Labeled region records
--------------------

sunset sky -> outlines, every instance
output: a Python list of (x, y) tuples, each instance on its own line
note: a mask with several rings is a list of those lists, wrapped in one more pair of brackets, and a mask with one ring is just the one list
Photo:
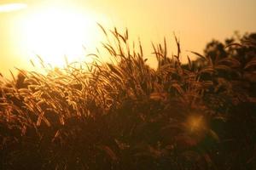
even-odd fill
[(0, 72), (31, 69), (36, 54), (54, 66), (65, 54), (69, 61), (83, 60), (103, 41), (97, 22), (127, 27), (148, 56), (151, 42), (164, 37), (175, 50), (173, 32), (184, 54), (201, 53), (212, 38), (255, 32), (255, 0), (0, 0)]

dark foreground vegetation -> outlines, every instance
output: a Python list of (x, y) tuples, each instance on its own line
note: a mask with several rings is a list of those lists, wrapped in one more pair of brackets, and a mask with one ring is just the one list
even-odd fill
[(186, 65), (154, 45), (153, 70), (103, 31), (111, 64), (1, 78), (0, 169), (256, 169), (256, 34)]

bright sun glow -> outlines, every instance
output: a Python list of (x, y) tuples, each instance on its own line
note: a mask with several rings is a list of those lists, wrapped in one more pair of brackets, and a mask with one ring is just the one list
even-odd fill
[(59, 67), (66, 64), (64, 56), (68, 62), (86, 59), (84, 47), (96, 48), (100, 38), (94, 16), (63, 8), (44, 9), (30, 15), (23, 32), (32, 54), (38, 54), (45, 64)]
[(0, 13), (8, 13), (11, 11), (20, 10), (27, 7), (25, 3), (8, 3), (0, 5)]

--------------------

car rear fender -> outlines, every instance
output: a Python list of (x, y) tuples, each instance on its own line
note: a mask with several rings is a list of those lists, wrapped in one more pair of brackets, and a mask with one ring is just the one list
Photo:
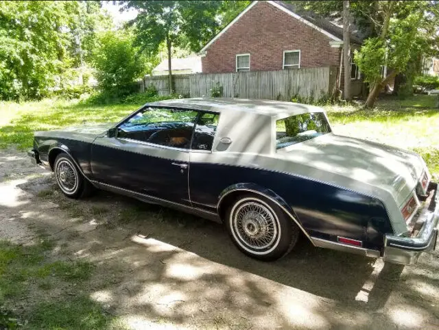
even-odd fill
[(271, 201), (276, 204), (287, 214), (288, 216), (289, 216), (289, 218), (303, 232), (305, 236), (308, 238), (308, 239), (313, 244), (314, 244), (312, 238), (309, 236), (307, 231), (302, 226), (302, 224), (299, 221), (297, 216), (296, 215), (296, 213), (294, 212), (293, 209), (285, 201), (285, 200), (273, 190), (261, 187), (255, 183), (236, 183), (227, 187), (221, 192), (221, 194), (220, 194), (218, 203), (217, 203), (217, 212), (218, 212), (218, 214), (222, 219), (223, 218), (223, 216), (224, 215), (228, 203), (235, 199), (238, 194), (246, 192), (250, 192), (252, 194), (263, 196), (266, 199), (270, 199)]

--------------------

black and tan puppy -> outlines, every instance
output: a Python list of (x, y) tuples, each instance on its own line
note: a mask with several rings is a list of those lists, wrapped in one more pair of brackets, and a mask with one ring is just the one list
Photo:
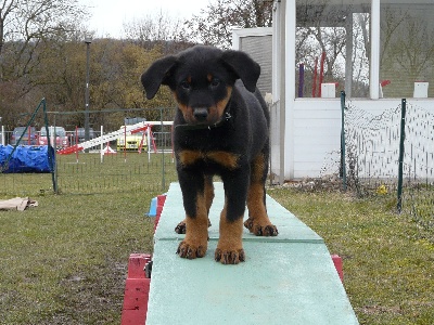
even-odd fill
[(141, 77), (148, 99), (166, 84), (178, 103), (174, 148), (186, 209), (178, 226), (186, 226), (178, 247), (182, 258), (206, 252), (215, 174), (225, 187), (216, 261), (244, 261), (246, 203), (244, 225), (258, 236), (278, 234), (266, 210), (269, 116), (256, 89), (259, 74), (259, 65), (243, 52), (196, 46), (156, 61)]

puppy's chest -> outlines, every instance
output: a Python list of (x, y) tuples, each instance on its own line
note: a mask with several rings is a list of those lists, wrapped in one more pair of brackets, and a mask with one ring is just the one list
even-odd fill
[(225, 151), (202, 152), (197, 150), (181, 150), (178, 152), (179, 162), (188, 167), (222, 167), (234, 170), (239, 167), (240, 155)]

--------------------

In the items starting at the line that contains "black and tan" and ending at the line that contains "167), (240, 155)]", change "outlines" to "contours", keep everything else the same, and leave the pictures out.

> _ANSWER BELOW_
black and tan puppy -> contours, every instance
output: a Python list of (x, y) tuples, each instance on its own line
note: a mask with several rings is a list of those lists, wrapped in one more pair of brackets, and a mask with one ring is just the one list
Photo:
even-odd fill
[(141, 77), (148, 99), (166, 84), (178, 103), (174, 148), (186, 209), (178, 226), (186, 226), (178, 247), (182, 258), (206, 252), (215, 174), (225, 187), (216, 261), (244, 261), (246, 203), (244, 225), (258, 236), (278, 234), (266, 210), (269, 116), (256, 89), (259, 74), (259, 65), (243, 52), (196, 46), (156, 61)]

puppy's chest -> contours, every instance
output: a Python list of (x, y) tuples, each instance on its own line
note: a mask with several rings is a list of those lists, wrapped in one more pair of brackets, and a mask with one ring is just the one list
even-odd fill
[(225, 151), (202, 152), (197, 150), (181, 150), (178, 152), (179, 162), (188, 167), (222, 167), (234, 170), (239, 167), (240, 155)]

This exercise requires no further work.